Reproduce every line of the records below, from the line containing "pod, as integer pixel positions." down through the last line, with each line unchanged.

== MATERIAL PROVIDED ==
+---+

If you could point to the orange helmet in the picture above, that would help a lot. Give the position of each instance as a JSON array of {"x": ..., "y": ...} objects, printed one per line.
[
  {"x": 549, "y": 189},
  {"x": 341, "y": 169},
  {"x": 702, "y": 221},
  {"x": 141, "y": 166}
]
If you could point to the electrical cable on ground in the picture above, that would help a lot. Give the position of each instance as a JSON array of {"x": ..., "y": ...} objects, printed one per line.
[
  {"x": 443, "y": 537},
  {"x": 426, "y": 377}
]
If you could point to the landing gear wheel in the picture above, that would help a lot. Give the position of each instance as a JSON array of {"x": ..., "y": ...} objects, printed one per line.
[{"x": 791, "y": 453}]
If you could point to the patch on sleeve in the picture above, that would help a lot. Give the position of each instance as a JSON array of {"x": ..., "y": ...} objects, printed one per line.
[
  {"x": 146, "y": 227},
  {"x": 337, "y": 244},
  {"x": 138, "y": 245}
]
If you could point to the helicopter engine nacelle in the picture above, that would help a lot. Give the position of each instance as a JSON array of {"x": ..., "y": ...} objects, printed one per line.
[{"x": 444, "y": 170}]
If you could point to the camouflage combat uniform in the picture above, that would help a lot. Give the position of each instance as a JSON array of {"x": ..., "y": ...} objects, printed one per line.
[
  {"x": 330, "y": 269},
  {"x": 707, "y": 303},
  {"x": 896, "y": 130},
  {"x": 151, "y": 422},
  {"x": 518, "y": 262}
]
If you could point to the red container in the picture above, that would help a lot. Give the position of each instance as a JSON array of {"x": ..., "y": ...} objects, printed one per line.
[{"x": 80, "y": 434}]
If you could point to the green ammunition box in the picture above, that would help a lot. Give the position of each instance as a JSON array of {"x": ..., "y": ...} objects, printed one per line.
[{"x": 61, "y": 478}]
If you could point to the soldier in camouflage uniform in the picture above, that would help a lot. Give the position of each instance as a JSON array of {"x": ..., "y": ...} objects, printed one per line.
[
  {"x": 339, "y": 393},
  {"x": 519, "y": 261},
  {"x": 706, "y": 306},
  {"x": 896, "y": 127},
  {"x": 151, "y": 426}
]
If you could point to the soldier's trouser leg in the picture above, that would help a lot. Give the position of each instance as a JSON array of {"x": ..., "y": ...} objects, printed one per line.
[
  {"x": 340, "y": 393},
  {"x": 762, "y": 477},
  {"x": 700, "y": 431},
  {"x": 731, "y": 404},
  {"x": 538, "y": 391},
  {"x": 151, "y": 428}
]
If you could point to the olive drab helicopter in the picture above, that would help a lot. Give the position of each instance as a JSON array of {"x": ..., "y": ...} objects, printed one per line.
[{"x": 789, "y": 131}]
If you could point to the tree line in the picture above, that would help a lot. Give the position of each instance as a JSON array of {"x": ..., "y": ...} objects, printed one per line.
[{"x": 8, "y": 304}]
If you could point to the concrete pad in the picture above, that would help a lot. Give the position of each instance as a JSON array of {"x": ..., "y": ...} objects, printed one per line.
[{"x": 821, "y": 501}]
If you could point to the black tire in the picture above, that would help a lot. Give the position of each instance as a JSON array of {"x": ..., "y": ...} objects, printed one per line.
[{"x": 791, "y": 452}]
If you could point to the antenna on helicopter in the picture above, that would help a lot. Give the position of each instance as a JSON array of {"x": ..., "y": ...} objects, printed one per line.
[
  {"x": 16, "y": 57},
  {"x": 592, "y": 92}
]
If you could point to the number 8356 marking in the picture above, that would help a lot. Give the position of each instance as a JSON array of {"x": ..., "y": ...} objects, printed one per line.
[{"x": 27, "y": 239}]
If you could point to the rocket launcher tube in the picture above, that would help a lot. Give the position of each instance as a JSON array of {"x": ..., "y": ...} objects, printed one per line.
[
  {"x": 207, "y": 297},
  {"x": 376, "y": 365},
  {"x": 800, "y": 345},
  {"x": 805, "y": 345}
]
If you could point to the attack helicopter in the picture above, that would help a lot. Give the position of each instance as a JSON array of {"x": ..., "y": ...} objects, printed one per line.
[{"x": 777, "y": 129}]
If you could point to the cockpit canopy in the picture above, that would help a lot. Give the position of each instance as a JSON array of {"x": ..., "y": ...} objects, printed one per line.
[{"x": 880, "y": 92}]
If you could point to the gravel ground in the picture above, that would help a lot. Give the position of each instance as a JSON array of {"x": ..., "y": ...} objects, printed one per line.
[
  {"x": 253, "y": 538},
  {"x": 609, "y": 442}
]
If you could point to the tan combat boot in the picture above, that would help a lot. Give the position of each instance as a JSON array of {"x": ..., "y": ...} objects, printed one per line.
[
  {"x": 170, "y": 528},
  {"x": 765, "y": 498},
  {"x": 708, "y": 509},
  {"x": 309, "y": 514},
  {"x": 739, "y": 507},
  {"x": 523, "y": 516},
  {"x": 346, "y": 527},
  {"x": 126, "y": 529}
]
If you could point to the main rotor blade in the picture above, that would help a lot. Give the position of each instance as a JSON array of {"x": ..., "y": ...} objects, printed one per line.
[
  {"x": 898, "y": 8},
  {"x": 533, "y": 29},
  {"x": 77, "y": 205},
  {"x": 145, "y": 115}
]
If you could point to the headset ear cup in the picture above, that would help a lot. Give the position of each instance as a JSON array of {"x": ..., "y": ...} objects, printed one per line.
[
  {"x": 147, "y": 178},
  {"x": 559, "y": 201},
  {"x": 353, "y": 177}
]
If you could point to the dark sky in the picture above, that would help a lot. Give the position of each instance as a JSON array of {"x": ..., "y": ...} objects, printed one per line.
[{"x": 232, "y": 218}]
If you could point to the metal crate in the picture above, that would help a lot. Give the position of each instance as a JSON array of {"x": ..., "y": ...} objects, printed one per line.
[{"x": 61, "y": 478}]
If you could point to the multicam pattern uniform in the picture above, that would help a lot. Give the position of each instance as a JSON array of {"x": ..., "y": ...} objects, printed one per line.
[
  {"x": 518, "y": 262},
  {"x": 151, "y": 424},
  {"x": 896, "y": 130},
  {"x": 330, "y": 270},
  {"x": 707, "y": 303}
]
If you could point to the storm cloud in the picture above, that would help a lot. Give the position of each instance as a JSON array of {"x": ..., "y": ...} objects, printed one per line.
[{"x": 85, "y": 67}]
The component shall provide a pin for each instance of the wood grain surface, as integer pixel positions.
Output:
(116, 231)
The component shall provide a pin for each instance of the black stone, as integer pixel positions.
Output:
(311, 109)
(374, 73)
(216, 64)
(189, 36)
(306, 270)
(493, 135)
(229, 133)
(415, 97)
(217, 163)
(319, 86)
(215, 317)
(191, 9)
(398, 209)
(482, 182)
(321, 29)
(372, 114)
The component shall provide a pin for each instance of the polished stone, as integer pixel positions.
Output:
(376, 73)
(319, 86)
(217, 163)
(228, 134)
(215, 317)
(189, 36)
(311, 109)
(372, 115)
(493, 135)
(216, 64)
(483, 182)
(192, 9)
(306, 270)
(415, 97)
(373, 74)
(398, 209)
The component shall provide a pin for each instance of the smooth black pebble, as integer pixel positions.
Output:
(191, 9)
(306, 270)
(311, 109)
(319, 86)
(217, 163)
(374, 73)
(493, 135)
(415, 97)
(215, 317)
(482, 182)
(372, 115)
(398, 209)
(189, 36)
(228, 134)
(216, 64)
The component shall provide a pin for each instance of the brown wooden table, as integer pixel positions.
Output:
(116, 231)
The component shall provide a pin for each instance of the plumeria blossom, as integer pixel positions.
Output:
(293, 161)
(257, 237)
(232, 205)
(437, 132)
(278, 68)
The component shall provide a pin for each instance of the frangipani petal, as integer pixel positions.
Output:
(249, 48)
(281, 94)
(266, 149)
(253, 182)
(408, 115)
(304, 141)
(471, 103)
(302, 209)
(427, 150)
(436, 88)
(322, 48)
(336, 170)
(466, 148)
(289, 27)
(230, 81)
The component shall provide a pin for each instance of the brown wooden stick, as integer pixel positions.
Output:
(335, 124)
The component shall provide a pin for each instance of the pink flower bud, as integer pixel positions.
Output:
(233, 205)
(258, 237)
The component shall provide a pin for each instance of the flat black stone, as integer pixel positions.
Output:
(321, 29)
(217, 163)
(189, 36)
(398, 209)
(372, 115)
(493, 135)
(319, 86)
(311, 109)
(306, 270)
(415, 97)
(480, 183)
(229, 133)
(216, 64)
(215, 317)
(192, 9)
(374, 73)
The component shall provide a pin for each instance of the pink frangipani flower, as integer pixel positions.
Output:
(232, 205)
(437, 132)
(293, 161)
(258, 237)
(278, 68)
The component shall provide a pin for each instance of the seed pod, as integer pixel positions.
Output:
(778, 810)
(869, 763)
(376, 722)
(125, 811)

+---+

== SOLUTION BELOW ==
The component shall provide a pin for each instance of the seed pod, as integer pixel positions.
Output:
(778, 810)
(869, 763)
(376, 722)
(125, 811)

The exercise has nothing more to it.